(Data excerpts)

*****

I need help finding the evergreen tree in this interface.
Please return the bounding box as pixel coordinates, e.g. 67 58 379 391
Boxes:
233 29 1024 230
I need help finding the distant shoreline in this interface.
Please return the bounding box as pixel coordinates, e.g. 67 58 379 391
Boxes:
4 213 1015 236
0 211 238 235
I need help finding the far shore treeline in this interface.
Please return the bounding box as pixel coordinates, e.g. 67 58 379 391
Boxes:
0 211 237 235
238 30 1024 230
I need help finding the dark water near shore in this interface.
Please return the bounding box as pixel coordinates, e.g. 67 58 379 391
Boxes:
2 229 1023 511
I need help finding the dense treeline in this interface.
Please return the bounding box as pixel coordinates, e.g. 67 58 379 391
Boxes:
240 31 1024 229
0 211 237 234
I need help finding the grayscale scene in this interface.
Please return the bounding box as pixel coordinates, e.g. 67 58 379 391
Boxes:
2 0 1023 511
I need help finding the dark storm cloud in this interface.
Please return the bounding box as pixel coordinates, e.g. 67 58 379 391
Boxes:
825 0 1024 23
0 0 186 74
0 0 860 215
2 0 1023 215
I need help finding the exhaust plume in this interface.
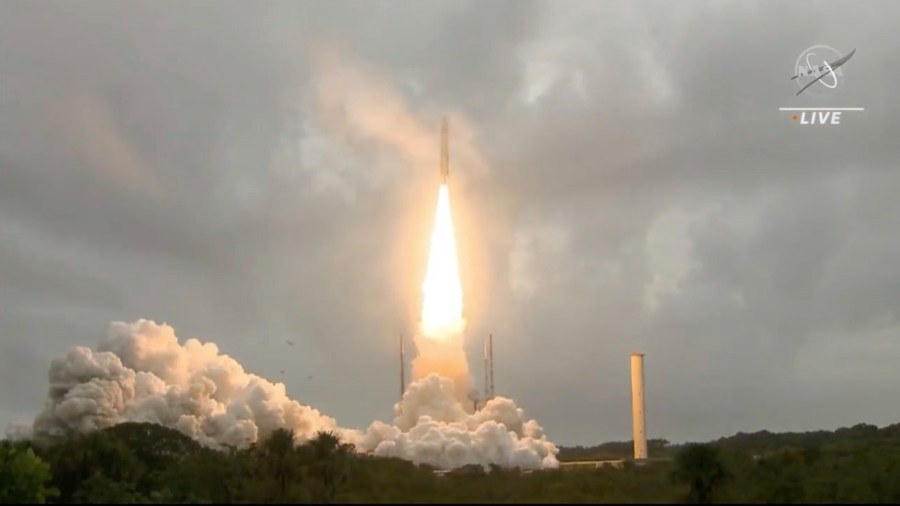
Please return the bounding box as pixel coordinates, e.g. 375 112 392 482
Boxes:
420 184 465 341
27 319 341 448
15 319 558 470
411 333 471 409
359 374 559 470
308 46 558 469
412 182 471 403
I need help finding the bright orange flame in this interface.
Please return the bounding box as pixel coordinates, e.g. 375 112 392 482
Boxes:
420 184 464 340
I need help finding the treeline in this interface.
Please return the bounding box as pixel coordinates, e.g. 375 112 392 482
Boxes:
2 421 900 503
558 438 673 461
557 422 900 461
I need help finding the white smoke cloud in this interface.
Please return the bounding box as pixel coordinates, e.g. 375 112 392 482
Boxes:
359 374 559 470
411 334 472 407
18 320 557 471
29 319 340 448
4 423 32 442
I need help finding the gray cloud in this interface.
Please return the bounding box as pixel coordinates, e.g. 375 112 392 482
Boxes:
2 0 899 445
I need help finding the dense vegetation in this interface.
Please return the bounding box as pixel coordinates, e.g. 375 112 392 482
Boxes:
2 421 899 503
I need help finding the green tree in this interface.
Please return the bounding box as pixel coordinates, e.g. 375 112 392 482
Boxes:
671 443 729 504
307 431 354 503
261 428 298 501
0 442 58 504
71 472 178 504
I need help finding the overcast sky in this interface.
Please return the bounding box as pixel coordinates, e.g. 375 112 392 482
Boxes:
2 0 899 446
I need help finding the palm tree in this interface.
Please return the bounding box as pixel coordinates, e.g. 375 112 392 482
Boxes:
670 443 729 504
307 431 354 503
262 428 297 500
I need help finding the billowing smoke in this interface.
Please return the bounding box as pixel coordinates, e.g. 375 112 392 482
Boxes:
411 333 471 407
16 319 558 470
27 319 341 448
359 374 558 470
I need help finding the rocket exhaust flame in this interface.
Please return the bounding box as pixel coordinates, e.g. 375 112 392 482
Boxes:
410 122 470 403
420 183 464 340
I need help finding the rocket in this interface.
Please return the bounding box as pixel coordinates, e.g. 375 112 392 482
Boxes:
440 117 449 184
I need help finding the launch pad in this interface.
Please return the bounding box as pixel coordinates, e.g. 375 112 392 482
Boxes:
399 332 495 411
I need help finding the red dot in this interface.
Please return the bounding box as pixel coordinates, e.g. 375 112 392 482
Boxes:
792 115 798 121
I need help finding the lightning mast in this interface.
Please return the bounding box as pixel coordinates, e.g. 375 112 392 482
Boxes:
400 334 405 400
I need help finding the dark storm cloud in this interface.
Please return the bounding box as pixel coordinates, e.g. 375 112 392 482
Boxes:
2 0 899 445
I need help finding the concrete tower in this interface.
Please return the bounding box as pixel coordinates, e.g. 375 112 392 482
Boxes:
631 353 647 460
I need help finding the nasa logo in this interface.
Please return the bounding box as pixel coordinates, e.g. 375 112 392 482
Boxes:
779 45 863 126
792 45 854 97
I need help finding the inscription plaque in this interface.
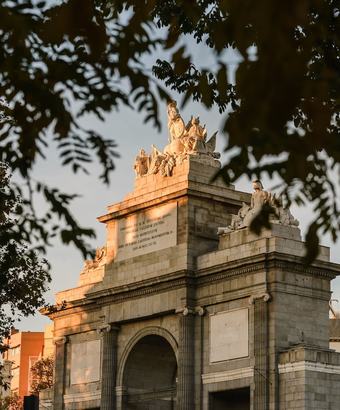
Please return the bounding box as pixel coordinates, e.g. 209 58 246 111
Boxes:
210 308 249 363
70 340 101 385
115 202 177 261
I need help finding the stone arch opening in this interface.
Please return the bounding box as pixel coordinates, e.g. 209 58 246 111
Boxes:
122 334 177 409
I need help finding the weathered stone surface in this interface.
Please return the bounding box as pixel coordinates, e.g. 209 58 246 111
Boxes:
70 340 101 385
210 309 249 363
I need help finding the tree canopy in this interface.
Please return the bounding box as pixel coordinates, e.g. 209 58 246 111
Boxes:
0 163 49 337
30 356 54 395
0 0 339 268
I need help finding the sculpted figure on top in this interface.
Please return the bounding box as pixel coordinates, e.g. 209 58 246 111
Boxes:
134 100 220 178
82 246 107 272
167 100 186 142
218 180 299 234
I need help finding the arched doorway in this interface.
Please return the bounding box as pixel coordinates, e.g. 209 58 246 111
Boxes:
122 334 177 409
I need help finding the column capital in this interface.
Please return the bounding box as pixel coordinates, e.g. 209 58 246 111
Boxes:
176 306 205 316
195 306 206 316
97 323 119 336
249 292 271 305
53 336 67 345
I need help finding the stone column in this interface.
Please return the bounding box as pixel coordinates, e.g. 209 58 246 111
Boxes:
98 324 119 410
53 336 67 410
251 293 270 410
177 307 195 410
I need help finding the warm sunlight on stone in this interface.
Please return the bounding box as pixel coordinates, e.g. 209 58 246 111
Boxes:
39 102 340 410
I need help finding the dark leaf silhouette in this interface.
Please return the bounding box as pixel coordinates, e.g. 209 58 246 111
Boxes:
0 0 338 283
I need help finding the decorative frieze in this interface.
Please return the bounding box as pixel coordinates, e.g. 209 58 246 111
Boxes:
202 367 254 384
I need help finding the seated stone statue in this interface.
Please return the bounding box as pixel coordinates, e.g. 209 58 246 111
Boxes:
242 180 270 227
217 180 299 235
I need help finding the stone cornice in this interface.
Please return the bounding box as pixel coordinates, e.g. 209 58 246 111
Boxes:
43 298 100 320
197 260 266 286
98 190 188 222
266 254 339 279
196 251 338 283
46 251 338 318
98 184 245 223
268 282 330 301
278 361 340 375
86 269 195 305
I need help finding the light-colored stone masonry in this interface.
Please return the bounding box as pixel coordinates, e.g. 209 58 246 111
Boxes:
46 155 340 410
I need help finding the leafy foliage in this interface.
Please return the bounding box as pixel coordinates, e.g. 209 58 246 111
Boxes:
0 163 50 338
0 0 169 258
30 356 54 395
0 393 22 410
0 0 339 262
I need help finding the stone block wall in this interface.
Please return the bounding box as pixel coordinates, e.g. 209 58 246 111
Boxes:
279 346 340 410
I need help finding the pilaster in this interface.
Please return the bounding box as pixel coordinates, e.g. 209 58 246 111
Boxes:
251 293 271 410
53 336 67 410
177 307 196 410
98 324 119 410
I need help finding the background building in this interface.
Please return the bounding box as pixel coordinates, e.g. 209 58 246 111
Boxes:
1 324 54 403
3 330 44 398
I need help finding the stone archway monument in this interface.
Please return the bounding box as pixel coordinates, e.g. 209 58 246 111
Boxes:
46 102 340 410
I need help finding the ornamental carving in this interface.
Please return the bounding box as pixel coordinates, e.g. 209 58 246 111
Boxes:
218 180 299 234
134 100 220 178
82 246 106 272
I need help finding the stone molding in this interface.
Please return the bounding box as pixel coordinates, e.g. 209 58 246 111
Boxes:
63 391 101 404
87 270 193 303
271 282 330 301
98 182 243 223
197 253 337 282
197 259 265 280
202 367 254 384
278 361 340 375
50 252 337 321
115 386 127 396
273 258 337 279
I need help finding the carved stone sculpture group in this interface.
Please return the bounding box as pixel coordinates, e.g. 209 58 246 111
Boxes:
218 180 299 234
83 246 106 272
134 100 220 178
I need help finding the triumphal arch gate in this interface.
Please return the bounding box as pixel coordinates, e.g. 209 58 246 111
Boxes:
47 102 340 410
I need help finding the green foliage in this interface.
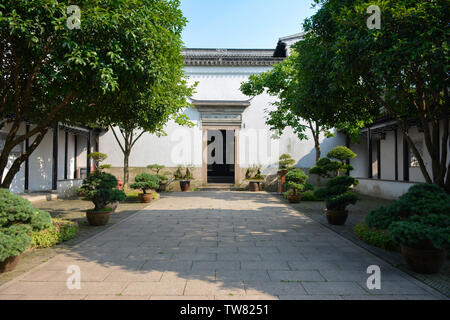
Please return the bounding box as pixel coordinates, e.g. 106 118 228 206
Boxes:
99 164 112 170
389 215 450 249
354 223 399 251
0 189 36 227
147 164 166 174
88 153 108 163
32 219 79 249
0 225 32 262
302 190 323 202
302 0 449 190
327 146 356 162
285 169 308 195
245 165 265 181
80 172 126 210
366 184 450 229
174 165 195 181
315 176 359 210
30 210 52 231
278 154 295 170
130 173 160 194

*****

Your answer should hold every line of the entries that contains the string "cloud".

I need help finding the dark storm cloud in this interface.
I need help finding the white smoke cloud in this interface.
I need help finding the gray cloud in this interface.
I need help finding the dark storm cloud in this interface.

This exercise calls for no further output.